Excerpts from a dataset on pointing at objects
______

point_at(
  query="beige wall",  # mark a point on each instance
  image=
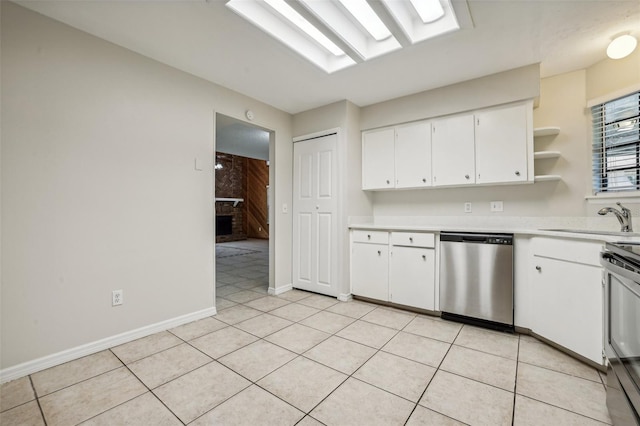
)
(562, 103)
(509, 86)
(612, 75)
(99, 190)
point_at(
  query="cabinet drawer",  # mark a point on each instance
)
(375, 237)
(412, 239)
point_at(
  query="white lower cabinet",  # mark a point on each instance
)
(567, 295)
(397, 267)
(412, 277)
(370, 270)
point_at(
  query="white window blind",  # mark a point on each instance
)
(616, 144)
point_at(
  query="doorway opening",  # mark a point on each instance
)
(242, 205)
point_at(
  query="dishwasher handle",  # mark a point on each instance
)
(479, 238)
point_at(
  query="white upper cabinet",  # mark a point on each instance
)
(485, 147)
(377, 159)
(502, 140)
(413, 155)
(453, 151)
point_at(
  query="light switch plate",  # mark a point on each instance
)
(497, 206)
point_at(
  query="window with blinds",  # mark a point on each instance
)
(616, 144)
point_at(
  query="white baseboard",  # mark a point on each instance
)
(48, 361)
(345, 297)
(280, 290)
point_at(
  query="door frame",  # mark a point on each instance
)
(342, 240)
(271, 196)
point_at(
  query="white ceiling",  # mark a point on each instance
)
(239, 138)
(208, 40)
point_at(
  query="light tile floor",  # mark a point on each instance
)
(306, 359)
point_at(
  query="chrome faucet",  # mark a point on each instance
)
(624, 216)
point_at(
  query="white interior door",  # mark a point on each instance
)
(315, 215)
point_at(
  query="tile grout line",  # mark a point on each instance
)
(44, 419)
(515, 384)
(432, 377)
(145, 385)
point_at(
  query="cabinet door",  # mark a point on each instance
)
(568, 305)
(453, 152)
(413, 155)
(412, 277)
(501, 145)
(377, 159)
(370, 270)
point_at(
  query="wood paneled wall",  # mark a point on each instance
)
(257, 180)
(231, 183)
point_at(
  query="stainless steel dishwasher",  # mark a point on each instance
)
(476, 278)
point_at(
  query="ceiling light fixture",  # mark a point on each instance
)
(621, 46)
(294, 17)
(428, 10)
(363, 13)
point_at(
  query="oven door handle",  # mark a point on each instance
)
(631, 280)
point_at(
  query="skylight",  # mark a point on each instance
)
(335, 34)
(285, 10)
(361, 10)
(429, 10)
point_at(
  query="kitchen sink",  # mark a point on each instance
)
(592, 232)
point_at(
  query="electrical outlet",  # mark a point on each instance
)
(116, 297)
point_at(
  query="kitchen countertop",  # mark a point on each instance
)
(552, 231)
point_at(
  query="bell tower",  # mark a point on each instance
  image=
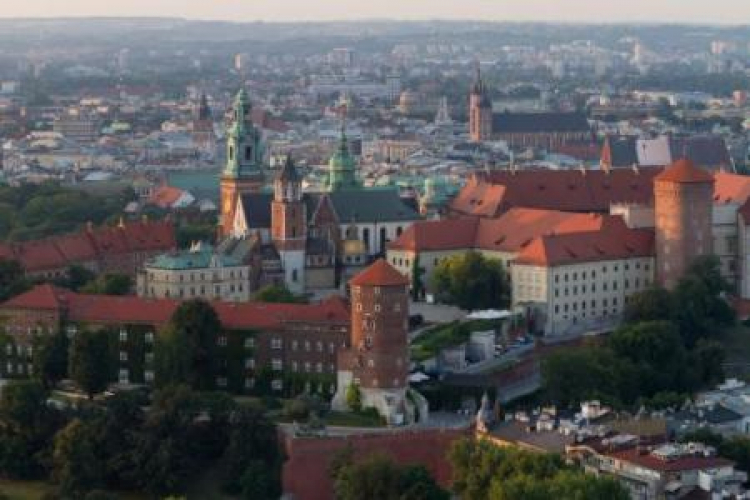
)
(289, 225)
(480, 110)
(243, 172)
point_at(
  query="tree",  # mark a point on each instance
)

______

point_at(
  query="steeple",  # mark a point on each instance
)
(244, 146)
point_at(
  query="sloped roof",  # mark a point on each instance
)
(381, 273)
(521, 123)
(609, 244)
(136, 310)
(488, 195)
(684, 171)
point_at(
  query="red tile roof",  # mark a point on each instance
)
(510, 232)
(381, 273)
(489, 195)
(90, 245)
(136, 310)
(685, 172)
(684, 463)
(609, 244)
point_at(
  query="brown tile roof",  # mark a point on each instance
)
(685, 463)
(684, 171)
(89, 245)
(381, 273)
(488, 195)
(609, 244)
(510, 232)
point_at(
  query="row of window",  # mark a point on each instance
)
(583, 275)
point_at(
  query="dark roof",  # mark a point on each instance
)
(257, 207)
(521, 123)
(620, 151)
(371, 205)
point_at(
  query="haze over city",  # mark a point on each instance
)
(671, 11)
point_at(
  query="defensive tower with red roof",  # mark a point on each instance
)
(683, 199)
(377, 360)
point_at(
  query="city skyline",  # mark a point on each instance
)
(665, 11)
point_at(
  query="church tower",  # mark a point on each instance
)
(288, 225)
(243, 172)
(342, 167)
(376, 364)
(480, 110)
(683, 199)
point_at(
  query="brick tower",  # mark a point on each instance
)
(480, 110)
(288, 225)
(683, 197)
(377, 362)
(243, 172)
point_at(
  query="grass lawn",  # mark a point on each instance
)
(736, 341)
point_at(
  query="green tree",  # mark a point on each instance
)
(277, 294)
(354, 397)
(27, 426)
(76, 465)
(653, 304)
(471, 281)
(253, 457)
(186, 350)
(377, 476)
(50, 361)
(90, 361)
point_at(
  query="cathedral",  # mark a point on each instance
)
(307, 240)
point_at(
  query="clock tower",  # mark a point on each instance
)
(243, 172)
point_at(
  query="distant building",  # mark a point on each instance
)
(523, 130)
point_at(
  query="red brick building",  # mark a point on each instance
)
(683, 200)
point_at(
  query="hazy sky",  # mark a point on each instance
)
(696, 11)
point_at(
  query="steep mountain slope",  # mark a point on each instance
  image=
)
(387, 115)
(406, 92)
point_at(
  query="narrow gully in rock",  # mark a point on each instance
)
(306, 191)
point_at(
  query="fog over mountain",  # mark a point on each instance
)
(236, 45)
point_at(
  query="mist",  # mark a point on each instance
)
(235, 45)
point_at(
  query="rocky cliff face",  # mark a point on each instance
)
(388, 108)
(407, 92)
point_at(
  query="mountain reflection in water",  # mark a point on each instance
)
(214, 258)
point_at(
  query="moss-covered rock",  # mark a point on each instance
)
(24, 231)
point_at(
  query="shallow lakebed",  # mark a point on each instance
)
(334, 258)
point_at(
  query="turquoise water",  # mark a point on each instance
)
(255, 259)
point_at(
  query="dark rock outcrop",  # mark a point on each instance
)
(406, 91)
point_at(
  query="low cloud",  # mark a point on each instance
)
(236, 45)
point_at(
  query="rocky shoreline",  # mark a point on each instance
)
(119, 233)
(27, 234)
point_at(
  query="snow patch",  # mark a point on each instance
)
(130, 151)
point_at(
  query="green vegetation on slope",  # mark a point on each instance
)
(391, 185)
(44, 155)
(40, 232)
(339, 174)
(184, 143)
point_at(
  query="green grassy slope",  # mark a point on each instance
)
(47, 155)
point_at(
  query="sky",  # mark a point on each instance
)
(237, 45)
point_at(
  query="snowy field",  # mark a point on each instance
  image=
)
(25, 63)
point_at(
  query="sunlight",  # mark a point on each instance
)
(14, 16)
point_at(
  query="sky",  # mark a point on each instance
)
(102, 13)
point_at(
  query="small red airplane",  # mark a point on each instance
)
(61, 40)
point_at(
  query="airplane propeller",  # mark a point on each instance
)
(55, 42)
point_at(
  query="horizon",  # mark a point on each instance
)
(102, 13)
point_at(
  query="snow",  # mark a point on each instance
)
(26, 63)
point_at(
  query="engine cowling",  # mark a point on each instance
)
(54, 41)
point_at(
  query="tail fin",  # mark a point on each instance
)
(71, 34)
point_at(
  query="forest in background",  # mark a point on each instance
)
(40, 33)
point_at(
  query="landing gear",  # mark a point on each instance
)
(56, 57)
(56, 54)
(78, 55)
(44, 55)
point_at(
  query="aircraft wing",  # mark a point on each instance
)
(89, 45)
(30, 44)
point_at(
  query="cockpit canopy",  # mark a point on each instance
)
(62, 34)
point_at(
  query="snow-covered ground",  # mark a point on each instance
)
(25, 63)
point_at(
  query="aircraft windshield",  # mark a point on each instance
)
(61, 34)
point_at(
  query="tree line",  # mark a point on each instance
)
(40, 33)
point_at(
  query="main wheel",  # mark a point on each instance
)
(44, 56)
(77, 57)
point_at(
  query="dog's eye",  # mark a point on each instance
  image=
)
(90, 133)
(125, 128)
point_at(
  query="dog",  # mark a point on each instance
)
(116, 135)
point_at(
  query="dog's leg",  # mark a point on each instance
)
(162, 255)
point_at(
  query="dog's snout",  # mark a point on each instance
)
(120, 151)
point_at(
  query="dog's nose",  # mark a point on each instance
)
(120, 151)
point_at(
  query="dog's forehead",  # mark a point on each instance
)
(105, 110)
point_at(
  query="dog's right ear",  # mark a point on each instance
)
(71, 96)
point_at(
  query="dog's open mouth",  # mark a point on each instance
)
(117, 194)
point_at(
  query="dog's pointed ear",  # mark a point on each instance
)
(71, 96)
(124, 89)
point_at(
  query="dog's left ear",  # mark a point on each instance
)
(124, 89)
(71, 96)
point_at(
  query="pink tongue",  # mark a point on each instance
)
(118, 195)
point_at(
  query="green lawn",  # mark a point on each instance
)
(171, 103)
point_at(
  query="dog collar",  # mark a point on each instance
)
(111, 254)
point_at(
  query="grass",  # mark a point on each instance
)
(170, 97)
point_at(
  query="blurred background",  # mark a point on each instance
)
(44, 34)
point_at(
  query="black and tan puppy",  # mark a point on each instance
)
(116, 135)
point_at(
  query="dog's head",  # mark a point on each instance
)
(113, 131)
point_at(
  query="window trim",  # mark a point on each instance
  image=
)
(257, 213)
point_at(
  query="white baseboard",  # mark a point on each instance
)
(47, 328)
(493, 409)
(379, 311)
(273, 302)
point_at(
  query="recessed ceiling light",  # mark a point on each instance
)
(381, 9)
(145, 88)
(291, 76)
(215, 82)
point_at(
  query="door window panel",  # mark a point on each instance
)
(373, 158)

______

Tally the lines of the records that contain the string "aircraft", and give only the number.

FINAL RESULT
2